---------- Page extract ----------

It’s important to address the behavior now to ensure they don’t continue to attack you.


There’s a difference between a kitten biting you, and attacking you. Biting is completely normal for a kitten, but it’s important to learn and teach the difference between “good biting habits” and “bad biting habits”. This article will help.


Follow the steps in the article to get your kitten to stop attacking you.


Cat attack



Why does my kitten attack me?

Your kitten will attack you because their natural instincts are kicking in and they want to hunt a moving object. In most cases, a kitten chasing after your moving feet or hands is playful. However, if they’ve been taught to fear humans, attacking you may be a sign of aggression.


It’s important to understand that your kitten isn’t evil or mean, and they don’t hate you. If they’ve been treated poorly in the past, they may be more aggressive towards humans as a means of survival. 


But if a cat doesn’t feel threatened, they won’t be aggressive. 



Why is my kitten so hyper and aggressive?

Your kitten is hyper and aggressive because they have pent-up energy they need to get out and they don’t have the proper outlet to do so. 


Kittens need a lot of playtime. 


If they were around their littermates, they would be either playing, eating, or sleeping (with a little bit of time dedicated to using the litter box and attempting to groom themselves).


When your kitten is awake, they want to play.


If they don’t have another kitten or cat to play with, and you’re not dedicating enough time to playing with them, they’ll take matters into their own paws, and try to play with any moving object. 


The less they’re stimulated with play throughout the day, the more energy they’ll have to burn. Instead of calmer play throughout the day, they’ll have bursts of hyper energy when they’re attacking anything that moves. 



How to get a kitten to stop attacking

To get a kitten to stop attacking you, you must spend more time playing with them and teach them which type of objects are okay to attack, and which aren’t. If they’ve already developed bad habits and have learned the only way to get their playtime in is by attacking you, you’ll have some behaviour to correct. 


Follow these steps.

----------

To be done
Translate this sentence from the text on kitten attacks into Spanish: "But if a cat doesn’t feel threatened, they won’t be aggressive."

---------- Stored data ----------

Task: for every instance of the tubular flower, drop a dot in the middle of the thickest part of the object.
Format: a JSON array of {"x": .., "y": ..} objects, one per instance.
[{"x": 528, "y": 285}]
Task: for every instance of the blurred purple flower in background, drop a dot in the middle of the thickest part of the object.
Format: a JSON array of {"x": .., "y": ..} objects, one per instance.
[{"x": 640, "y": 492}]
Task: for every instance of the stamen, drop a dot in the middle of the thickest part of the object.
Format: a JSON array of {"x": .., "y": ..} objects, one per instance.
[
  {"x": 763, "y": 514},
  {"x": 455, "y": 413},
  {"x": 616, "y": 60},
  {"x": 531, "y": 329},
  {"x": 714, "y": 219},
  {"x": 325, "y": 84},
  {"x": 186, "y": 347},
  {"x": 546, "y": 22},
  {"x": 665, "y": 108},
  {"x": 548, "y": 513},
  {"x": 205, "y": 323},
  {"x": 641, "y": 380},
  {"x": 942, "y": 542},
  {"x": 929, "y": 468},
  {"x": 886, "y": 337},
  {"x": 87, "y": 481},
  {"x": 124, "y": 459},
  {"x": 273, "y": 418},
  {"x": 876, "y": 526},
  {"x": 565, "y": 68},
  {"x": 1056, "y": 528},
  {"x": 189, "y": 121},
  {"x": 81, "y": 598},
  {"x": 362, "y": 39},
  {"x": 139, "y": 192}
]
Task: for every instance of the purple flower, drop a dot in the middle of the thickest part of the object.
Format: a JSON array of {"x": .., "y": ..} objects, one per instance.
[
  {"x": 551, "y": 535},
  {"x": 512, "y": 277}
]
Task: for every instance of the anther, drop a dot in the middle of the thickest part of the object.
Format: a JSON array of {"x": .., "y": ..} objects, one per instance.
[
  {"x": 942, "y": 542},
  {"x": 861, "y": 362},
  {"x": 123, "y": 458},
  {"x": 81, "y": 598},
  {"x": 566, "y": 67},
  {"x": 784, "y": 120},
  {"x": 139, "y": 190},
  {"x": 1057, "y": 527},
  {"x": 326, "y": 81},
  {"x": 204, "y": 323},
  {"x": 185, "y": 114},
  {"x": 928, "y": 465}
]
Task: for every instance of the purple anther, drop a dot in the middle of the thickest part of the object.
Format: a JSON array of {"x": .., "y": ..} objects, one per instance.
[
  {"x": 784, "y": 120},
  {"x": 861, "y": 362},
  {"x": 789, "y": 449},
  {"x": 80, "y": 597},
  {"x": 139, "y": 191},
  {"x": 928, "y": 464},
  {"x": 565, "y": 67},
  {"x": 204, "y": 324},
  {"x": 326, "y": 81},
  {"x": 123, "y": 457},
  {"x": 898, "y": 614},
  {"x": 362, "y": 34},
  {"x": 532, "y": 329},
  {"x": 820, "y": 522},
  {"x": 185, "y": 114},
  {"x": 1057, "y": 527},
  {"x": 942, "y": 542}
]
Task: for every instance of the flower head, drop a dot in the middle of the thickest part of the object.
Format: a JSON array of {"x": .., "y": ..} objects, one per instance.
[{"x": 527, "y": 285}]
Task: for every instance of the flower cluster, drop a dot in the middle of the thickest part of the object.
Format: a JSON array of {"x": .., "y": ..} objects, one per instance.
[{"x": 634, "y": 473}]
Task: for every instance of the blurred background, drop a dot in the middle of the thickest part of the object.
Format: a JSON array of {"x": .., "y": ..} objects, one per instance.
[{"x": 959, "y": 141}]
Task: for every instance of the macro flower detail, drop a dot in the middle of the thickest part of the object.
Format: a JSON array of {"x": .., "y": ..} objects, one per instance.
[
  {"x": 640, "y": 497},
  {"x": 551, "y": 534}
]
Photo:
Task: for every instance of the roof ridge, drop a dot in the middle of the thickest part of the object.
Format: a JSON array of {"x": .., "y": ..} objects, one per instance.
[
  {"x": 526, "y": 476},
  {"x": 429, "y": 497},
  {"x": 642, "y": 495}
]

----------
---------- Stored data ----------

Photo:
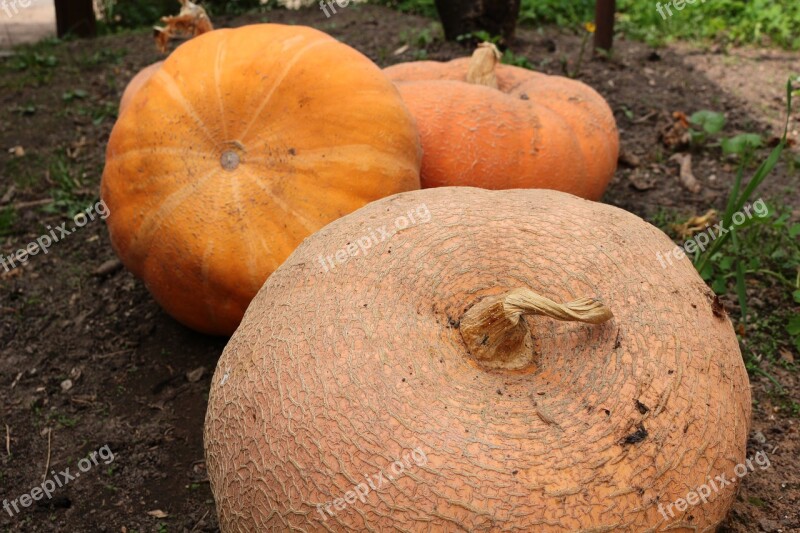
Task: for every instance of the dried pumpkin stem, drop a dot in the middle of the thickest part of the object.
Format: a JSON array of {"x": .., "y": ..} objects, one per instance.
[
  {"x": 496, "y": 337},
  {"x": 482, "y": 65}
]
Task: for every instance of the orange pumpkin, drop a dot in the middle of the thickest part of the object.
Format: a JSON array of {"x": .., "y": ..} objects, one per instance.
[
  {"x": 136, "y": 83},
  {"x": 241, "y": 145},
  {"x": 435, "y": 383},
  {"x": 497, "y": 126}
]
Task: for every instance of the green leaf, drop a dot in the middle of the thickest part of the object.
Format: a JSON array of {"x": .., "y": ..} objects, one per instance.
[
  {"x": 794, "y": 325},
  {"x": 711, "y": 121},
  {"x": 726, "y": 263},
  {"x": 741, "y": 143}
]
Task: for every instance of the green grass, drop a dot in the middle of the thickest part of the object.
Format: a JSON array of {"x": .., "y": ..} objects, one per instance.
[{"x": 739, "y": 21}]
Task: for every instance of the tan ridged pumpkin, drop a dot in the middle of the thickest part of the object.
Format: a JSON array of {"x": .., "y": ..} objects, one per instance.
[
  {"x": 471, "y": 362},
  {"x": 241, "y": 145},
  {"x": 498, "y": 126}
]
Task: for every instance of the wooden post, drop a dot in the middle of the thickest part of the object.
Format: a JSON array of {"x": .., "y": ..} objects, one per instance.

----------
---------- Stored data ----------

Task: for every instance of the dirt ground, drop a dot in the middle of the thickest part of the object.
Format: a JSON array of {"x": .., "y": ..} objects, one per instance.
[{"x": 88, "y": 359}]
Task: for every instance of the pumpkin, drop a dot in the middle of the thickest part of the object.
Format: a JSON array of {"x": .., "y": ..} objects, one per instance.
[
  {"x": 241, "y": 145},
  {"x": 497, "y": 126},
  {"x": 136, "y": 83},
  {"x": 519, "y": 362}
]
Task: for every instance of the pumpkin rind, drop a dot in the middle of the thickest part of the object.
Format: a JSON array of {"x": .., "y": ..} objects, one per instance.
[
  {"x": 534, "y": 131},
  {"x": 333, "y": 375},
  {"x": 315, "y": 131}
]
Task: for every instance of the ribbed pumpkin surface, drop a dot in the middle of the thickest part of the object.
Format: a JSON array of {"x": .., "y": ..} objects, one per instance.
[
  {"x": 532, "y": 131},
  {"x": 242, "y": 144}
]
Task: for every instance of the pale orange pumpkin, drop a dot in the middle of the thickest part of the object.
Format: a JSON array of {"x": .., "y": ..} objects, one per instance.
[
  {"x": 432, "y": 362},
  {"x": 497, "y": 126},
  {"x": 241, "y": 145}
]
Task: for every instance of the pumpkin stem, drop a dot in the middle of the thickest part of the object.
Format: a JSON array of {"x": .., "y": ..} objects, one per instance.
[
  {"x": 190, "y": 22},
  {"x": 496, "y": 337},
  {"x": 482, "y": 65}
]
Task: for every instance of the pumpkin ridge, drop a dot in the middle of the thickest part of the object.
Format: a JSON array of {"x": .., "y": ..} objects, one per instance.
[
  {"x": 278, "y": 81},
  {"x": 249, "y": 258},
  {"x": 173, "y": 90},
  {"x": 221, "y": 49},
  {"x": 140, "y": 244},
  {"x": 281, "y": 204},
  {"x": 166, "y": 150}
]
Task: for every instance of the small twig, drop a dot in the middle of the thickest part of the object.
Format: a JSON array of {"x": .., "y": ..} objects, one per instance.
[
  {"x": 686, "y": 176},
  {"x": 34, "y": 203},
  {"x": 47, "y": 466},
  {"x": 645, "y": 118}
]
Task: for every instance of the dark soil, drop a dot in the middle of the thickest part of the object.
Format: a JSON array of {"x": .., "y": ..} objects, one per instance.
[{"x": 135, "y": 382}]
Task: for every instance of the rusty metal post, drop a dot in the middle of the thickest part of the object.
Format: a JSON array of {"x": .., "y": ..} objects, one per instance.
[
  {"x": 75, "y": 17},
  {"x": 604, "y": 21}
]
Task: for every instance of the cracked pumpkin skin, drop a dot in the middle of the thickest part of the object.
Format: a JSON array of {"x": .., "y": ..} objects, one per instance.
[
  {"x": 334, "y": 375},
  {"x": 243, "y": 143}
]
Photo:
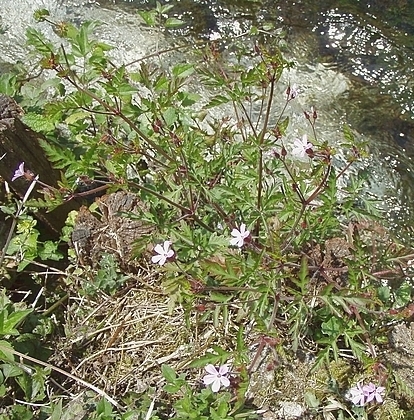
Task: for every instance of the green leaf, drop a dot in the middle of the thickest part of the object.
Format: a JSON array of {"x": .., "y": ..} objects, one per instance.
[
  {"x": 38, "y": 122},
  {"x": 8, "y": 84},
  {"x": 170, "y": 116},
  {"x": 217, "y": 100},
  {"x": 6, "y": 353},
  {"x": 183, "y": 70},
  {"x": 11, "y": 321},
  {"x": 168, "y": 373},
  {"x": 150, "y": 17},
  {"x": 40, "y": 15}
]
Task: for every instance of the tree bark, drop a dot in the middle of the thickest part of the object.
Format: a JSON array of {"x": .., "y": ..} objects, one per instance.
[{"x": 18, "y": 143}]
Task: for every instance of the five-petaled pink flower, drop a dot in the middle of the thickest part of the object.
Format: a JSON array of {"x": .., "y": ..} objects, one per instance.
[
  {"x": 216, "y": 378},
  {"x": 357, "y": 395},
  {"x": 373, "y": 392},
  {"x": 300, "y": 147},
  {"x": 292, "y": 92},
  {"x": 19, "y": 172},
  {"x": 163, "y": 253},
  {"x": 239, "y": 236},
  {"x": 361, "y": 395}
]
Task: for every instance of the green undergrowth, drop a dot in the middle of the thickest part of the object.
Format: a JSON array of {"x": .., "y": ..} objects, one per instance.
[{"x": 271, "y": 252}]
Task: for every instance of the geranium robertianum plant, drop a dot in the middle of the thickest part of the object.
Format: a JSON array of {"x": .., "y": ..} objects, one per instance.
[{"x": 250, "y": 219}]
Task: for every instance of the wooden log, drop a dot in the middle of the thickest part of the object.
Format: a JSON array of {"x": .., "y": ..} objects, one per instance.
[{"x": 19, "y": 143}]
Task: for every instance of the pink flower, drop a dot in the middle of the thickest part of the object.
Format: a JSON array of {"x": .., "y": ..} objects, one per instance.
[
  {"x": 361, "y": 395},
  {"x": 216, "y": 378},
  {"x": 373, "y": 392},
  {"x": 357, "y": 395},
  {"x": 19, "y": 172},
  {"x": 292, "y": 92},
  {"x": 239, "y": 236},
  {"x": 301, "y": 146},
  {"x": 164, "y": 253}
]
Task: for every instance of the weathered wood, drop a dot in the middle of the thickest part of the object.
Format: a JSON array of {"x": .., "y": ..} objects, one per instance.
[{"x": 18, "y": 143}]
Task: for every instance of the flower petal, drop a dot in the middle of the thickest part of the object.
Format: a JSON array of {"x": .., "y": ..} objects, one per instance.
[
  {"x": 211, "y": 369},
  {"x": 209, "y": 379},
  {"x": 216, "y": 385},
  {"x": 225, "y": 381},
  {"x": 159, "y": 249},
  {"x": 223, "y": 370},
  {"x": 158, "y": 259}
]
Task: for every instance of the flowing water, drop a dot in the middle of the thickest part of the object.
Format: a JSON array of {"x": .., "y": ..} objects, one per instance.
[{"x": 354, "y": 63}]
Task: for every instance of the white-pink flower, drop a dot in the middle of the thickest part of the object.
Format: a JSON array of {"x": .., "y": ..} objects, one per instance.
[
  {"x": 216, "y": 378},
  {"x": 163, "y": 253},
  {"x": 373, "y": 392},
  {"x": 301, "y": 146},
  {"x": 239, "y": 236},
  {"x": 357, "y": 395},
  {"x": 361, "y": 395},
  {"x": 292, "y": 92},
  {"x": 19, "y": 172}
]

----------

Answer for this exercise
Pero si un gato no se siente amenazado, no será agresivo.